E2397. The Many Faces of Invasive Fungal Rhinosinusitis
  1. Brian Yep; University of California, Irvine
  2. Eleanor Chu; University of California, Irvine
  3. Jennifer Soun; University of California, Irvine
  4. David Floriolli; University of California, Irvine
  5. Charles Li; University of California, Irvine
  6. Edward Kuan; University of California, Irvine
  7. Edward Kuoy; University of California, Irvine
There are two major subtypes of invasive fungal rhinosinusitis (IFS), acute (AIFS), and chronic (CIFS). AIFS is a rapidly progressive infectious process characterized by tissue and vascular invasion, with associated high mortality. It is a disease process that afflicts the immunocompromised, with predominantly Zygomycetes species affecting diabetic patients and Aspergillus species affecting severe neutropenic patients. There should be a high suspicion for AIFS when an immunocompromised patient presents with concerning clinical symptoms including vision changes, diplopia, proptosis, or cranial neuropathy. CIFS, on the other hand, has a more prolonged course and may not afflict immunocompromised patients.

Educational Goals / Teaching Points
There are a variety of etiologies for rhinosinusitis, with IFS being one of the more alarming subtypes. AIFS is a fulminant process where early detection and treatment can improve outcomes. Thus, it is essential to recognize appropriate clinical scenarios and key imaging findings that would be suggestive of AIFS. CIFS is an important entity to be aware of that can present with clinically alarming symptoms depending on sites of involvement, and one can assist in this diagnosis by recognizing the potential imaging findings.

Key Anatomic/Physiologic Issues and Imaging Findings/Techniques
Computed tomography (CT) and magnetic resonance imaging (MRI) are the most common modalities to evaluate for IFS. IFS can present in a variety of fashions that will be reviewed in this presentation. We will highlight common anatomic areas of involvement that should raise concern for IFS, such as the peri-antral fat, pterygopalatine fossa, nasal cavity, and lacrimal canal region. We will present different cases to reinforce the important imaging features, from classic rhinosinusitis features, aggressive orbital and intracranial extension, fulminant retrograde perineural spread, and cases that largely spare the sinonasal cavities.

It is important for radiologists to be aware of the clinical scenarios and concerning imaging features that should heighten the concern for invasive fungal sinusitis.

EXERCISE DATA.
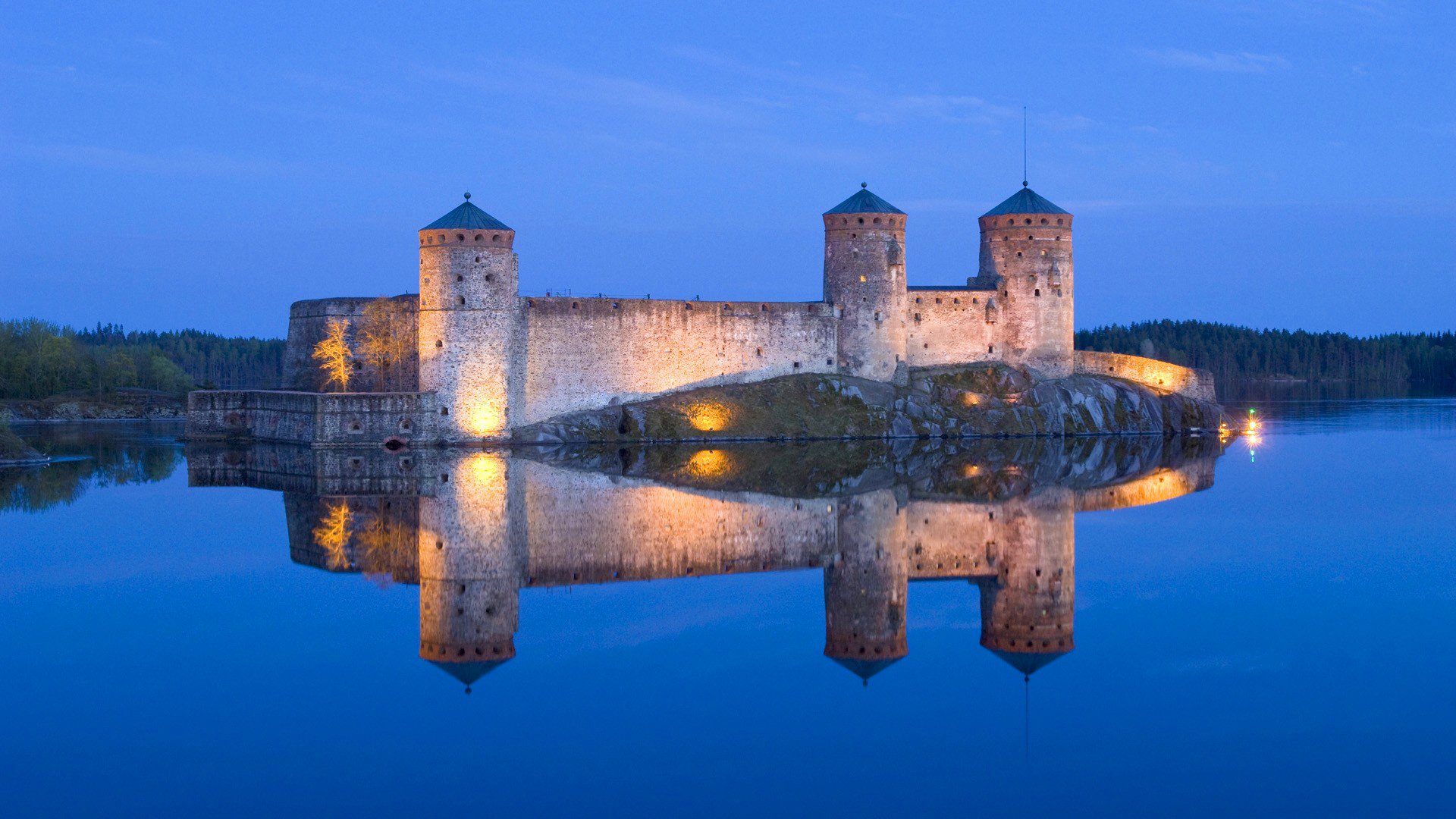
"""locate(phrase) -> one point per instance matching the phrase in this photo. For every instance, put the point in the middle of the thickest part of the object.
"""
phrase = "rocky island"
(469, 360)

PROBLEM TO WORK ON. Rewrite the paragraph beginning "There are two major subtypes" in the abstract on invasive fungal rhinosinusitis as a bulleted list that keeps its main facts.

ANSWER BELOW.
- Invasive fungal rhinosinusitis (IFS) has two major subtypes: acute (AIFS) and chronic (CIFS).
- AIFS is a rapidly progressive infection marked by tissue and vascular invasion and high mortality.
- AIFS afflicts the immunocompromised. Zygomycetes species mainly affect diabetic patients, and Aspergillus species mainly affect severely neutropenic patients.
- AIFS should be strongly suspected when an immunocompromised patient has vision changes, diplopia, proptosis, or cranial neuropathy.
- CIFS has a more prolonged course and may not afflict immunocompromised patients.